Sayfa alıntısı.
City Of Angels: Bangkok
Bangkok… Ya da “Melekler Şehri” anlamına gelen yerel adıyla Krung Thep…
Uçaktan adımınızı atar atmaz alışık olmadığınız, kötü bir koku ve havaalanının karmaşası karşılayacak sizleri. İstanbul’un hızına ve karışıklığına alışkın olanlar için bu karmaşa pek sorun olmasa da koku gerçekten kolay alışılabilir bir seviyede değil.. İşin kötüsü, herhangi bir dükkanın ya da yerin yanından geçerken hissedeceğiniz anlık bir koku da değil.. Otelinden restaurantına, alışveriş merkezinden tapınağına kadar tüm şehre hakim bu kötü koku.
Bu duygular ile havaalanından ayrıldığınızda yoğun trafik ve her bir trafik ışığını yaklaşık 5 dakika bekleme gibi bir sürprizle karşılaşıyorsunuz. İlerleme imkanınız olmadığından bardağın dolu tarafından bakmaya çalışıp etrafı inceleme fırsatı yaratıyorsunuz kendinize..
Bangkok’da yönetimde ordu var. Lâkin tabir-i caizse yönetimde olan orduyu pek kaale alan yok. Hayat, olağan şekilde akmaya devam ediyor. İnsanlar ordu öncesi her ne yapıyorsa ordunun yönetiminde de onu yapıyor. Kralın ve ailesinin devasa fotoğrafları her yerde. Din burada gerçekten çok baskın bir olgu. Neredeyse her evin önünde küçük birer tapınak maketi duruyor. İnsanlar, inanışları gereği bu maketlerin önüne çiçek ya da meyve bırakmayı ihmal etmiyor. Enteresan olan şudur ki, giyecek ikinci bir pantolonu olmayan kişiler bile bu ritüelden geri kalmıyor. Evlerin haricinde devasa ve inanılmaz işçiliğe sahip tapınaklar, buda heykelleri adım başı karşınıza çıkıyor.

Verilen görev 1. Bangkok yazısına göre şu ifadeler doğru mu: (a) Kötü koku yalnızca bazı dükkânların önünden geçerken kısa süre duyuluyor. (b) Her trafik ışığında yaklaşık 5 dakika bekleniyor. (c) Ordu yönetime gelince insanlar alışkanlıklarını değiştirmiş. Her biri için evet ya da hayır deyip yazıdaki belirleyici sözleri tırnak içinde aynen verin.
Verilen görev 2. Bangkok yazısında "City Of Angels: Bangkok" sözlerinden "fırsatı yaratıyorsunuz kendinize.." sözlerine kadar uzanan kısmı olduğu gibi kopyalayın.

Gösterilen liste.
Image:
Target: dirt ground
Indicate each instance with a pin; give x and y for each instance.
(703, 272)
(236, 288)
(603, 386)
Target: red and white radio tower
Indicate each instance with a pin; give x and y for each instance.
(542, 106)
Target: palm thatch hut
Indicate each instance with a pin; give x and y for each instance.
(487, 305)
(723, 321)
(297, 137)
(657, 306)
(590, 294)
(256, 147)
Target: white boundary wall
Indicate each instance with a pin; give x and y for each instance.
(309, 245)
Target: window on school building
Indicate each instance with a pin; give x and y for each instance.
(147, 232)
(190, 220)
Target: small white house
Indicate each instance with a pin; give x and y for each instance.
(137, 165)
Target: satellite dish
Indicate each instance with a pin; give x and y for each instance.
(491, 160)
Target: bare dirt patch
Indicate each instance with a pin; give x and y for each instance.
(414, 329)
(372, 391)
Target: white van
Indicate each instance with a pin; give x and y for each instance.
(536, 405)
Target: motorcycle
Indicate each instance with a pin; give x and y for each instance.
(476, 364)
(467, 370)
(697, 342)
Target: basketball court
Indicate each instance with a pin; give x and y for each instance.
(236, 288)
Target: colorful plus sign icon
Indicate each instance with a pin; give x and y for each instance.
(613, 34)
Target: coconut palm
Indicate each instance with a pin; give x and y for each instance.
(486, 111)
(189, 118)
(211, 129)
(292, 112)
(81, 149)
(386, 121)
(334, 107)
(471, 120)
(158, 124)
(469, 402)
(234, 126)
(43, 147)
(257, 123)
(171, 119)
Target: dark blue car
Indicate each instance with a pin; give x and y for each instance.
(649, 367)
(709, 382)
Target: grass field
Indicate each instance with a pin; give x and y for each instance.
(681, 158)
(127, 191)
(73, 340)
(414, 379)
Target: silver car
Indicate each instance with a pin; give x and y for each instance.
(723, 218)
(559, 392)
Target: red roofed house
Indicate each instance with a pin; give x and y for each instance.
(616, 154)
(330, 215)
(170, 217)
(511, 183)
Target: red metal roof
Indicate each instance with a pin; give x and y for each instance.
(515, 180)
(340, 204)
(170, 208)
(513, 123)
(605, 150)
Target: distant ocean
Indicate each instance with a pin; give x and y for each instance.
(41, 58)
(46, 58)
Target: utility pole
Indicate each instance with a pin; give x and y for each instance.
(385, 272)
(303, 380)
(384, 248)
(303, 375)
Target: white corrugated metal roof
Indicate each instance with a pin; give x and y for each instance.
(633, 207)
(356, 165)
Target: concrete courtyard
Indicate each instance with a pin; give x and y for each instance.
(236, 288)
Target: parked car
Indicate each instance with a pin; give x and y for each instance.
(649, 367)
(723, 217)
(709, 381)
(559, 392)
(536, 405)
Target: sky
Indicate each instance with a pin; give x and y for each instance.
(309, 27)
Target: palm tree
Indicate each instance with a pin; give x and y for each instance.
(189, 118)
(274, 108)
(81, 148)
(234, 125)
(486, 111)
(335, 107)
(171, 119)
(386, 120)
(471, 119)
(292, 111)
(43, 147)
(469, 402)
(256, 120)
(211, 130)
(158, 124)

Cevap 1.
(a) Hayır: "herhangi bir dükkanın ya da yerin yanından geçerken hissedeceğiniz anlık bir koku da değil"
(b) Evet: "her bir trafik ışığını yaklaşık 5 dakika bekleme"
(c) Hayır: "İnsanlar ordu öncesi her ne yapıyorsa ordunun yönetiminde de onu yapıyor."

Cevap 2.
City Of Angels: Bangkok
Bangkok… Ya da “Melekler Şehri” anlamına gelen yerel adıyla Krung Thep…
Uçaktan adımınızı atar atmaz alışık olmadığınız, kötü bir koku ve havaalanının karmaşası karşılayacak sizleri. İstanbul’un hızına ve karışıklığına alışkın olanlar için bu karmaşa pek sorun olmasa da koku gerçekten kolay alışılabilir bir seviyede değil.. İşin kötüsü, herhangi bir dükkanın ya da yerin yanından geçerken hissedeceğiniz anlık bir koku da değil.. Otelinden restaurantına, alışveriş merkezinden tapınağına kadar tüm şehre hakim bu kötü koku.
Bu duygular ile havaalanından ayrıldığınızda yoğun trafik ve her bir trafik ışığını yaklaşık 5 dakika bekleme gibi bir sürprizle karşılaşıyorsunuz. İlerleme imkanınız olmadığından bardağın dolu tarafından bakmaya çalışıp etrafı inceleme fırsatı yaratıyorsunuz kendinize..